Work to do: Output the lines below exactly as they appear.

-------------------------

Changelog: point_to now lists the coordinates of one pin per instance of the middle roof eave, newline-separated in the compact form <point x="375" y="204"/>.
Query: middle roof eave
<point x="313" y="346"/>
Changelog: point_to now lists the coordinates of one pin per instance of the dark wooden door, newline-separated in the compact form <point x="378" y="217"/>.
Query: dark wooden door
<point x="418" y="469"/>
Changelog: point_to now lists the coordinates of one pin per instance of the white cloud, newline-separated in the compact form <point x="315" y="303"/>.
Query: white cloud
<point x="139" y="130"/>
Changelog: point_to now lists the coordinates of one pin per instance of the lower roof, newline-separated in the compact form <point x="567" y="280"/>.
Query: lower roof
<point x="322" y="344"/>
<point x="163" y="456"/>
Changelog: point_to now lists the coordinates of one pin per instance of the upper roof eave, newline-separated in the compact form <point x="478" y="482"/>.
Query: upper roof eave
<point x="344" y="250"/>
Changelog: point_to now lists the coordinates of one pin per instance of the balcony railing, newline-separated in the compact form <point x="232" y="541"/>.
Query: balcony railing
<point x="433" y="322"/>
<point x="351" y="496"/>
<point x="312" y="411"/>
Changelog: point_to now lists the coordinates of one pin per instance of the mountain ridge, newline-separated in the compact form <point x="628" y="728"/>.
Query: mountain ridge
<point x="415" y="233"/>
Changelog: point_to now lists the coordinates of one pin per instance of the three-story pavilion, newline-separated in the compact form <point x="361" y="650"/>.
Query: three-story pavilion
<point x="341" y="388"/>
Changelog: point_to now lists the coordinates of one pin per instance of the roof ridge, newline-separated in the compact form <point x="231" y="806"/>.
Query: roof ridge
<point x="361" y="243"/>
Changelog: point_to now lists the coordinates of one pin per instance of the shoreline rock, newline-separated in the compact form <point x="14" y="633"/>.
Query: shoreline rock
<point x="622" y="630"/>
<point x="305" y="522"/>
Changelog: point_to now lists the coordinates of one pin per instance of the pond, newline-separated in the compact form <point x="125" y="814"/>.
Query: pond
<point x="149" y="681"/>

-------------------------

The result:
Changelog: point_to now lists the coordinates of one pin per instance of the middle roof eave, newline-separated in the compact form <point x="375" y="204"/>.
Query: middle roof eave
<point x="313" y="346"/>
Changelog: point_to now lists the coordinates of one pin per instance of the dark wooden door, newline-separated in the compact form <point x="378" y="217"/>.
Query: dark wooden door
<point x="418" y="469"/>
Changelog: point_to now lists the coordinates of one pin per instance of the white cloud, newline-separated in the compact form <point x="315" y="303"/>.
Query: white cloud
<point x="139" y="130"/>
Changelog: point_to now lists the coordinates of one pin per instance of the lower roof, newline-separated in the compact form <point x="567" y="280"/>.
Query: lower roof
<point x="322" y="344"/>
<point x="163" y="456"/>
Changelog: point_to now lists the coordinates of one pin per instance of the upper roof eave, newline-separated in the compact form <point x="478" y="482"/>.
Query: upper roof eave
<point x="344" y="250"/>
Changelog: point_to now lists the coordinates of one pin per instance of the balcony railing, newline-separated in the compact form <point x="232" y="541"/>.
Query: balcony railing
<point x="433" y="322"/>
<point x="351" y="496"/>
<point x="312" y="411"/>
Changelog: point_to now lists the coordinates of one pin per instance of the mountain ridge, newline-separated in the compact form <point x="628" y="728"/>.
Query: mountain ridge
<point x="415" y="233"/>
Changelog: point_to now lists the coordinates of one pin per instance of the three-story pavilion, newline-separated in the compact form <point x="361" y="650"/>.
Query: three-story pavilion
<point x="341" y="388"/>
Changelog: point_to now lists the coordinates of one pin per instance of the roof ridge, newline-separated in the compact form <point x="231" y="806"/>.
Query: roof ridge
<point x="361" y="243"/>
Changelog: point_to now lists the coordinates of one pin per instance of the shoreline rock, newline-separated in the compact form <point x="14" y="633"/>.
Query: shoreline rock
<point x="622" y="630"/>
<point x="305" y="522"/>
Changelog: point_to now lists the coordinates of one pin per instance of the pond, newline-separated in the compact form <point x="125" y="814"/>.
Query: pond
<point x="149" y="681"/>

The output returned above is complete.